Following assembly, all Glashütte Original watches are thoroughly examined and tested to ensure they meet the most exacting standards for rate precision, water resistance, shock resistance, and numerous other properties. Only at the end of this rigorous process may a watch from Glashütte Original be considered complete.

Every weekday, a guide welcomes visitors to the Glashütte Original manufactory, leading the way from a spacious reception area to a light and airy atrium, where original artefacts from the watchmaking trade, photographs and historical documents present evidence of the rich and fascinating history of the craft. From there the tour takes visitors through the process of making a high-end mechanical watch.

A walk along the manufactory’s “learning path” reveals the extraordinary complexity of what goes on behind the scenes. Visitors stop for a closer look at different stages of a process that begins with ideas, sketches and brainstorming sessions and ends with the delivery of a mechanical masterpiece into the hands of its proud new owner.

They observe from close range the ‘finishing’ of individual components – heat treatments, galvanization, polishing and engraving by hand – and emerge equipped to easily recognize such distinctive features of Glashütte Original watches as the three-quarter plate with the characteristic Glashütte striped finish, a variety of galvanized surfaces, polished steel components, screw-mounted gold chatons, blued screws, bevelled component edges, handengraved decorations, and such distinctive components as the single or double swan-neck fine adjustment.

Upon leaving the manufactory, visitors have a better understanding of the complex and extremely labour-intensive process that is watchmaking today. Appreciative of the “labour of love” embodied in each and every watch from Glashütte Original, they may wish to take a closer look at individual masterpieces on display in the manufactory’s own boutique.

Dial Production Facility
Glashütte Original has a dedicated new building in Pforzheim for production of sophisticated dials. On March 6, 2013, Günter Wiegand, Managing Director of Glashütte Original, presided over the opening of a modern factory in Pforzheim, Germany, for the manufactory’s own production of watch dials.

Stored entries
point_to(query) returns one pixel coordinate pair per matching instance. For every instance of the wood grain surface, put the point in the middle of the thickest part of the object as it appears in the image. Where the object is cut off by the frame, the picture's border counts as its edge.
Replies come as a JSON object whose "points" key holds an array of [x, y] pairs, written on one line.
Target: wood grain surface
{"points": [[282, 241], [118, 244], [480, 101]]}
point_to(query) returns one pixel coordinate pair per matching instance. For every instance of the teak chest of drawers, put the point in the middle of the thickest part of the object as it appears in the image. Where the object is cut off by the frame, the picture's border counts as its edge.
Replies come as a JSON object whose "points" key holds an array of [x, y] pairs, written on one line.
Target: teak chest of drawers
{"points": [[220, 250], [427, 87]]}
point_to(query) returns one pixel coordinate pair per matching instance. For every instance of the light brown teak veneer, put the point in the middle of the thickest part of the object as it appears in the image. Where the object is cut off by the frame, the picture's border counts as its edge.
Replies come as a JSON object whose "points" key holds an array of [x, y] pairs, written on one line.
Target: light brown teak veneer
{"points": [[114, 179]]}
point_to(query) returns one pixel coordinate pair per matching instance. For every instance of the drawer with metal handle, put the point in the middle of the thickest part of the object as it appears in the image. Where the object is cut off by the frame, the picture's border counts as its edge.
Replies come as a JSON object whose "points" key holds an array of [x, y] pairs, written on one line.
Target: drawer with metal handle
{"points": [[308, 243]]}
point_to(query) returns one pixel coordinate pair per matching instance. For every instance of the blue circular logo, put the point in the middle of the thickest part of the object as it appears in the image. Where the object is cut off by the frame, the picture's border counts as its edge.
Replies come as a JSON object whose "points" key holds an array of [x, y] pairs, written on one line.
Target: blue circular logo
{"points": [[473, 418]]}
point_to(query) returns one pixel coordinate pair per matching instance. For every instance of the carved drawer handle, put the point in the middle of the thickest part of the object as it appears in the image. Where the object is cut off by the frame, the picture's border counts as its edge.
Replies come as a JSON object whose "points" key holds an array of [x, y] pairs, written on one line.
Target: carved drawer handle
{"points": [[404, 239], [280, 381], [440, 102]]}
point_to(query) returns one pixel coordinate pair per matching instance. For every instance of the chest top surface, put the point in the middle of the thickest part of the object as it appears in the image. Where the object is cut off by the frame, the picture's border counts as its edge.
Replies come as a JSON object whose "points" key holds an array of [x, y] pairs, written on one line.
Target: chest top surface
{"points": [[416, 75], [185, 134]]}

GIVEN PROBLEM:
Write out the section of the Glashütte Original text from "A walk along" up to and including "swan-neck fine adjustment.". The items here have nothing to do with the Glashütte Original text.

TASK SOLUTION:
A walk along the manufactory’s “learning path” reveals the extraordinary complexity of what goes on behind the scenes. Visitors stop for a closer look at different stages of a process that begins with ideas, sketches and brainstorming sessions and ends with the delivery of a mechanical masterpiece into the hands of its proud new owner.

They observe from close range the ‘finishing’ of individual components – heat treatments, galvanization, polishing and engraving by hand – and emerge equipped to easily recognize such distinctive features of Glashütte Original watches as the three-quarter plate with the characteristic Glashütte striped finish, a variety of galvanized surfaces, polished steel components, screw-mounted gold chatons, blued screws, bevelled component edges, handengraved decorations, and such distinctive components as the single or double swan-neck fine adjustment.